▸ INSTRUCTION
Copy out every line of the items below word for word, omitting the pictures.

________________

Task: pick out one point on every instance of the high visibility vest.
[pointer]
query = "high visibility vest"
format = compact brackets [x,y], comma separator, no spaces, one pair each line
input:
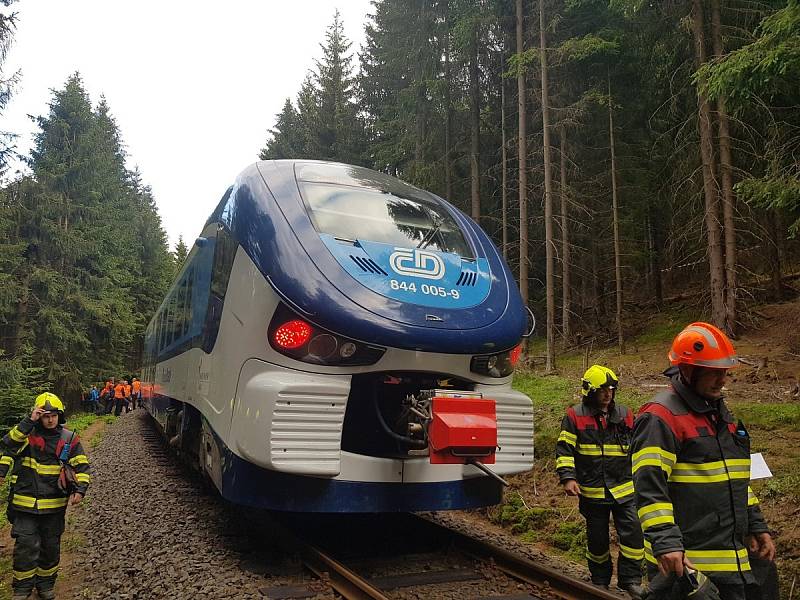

________________

▸ RESULT FOR THIS TASK
Task: pick out one point on every instance of the high visibility vest.
[pointer]
query = "high visibility vest"
format = compact brackets [x,y], comma separator, no spaces, one pair each line
input:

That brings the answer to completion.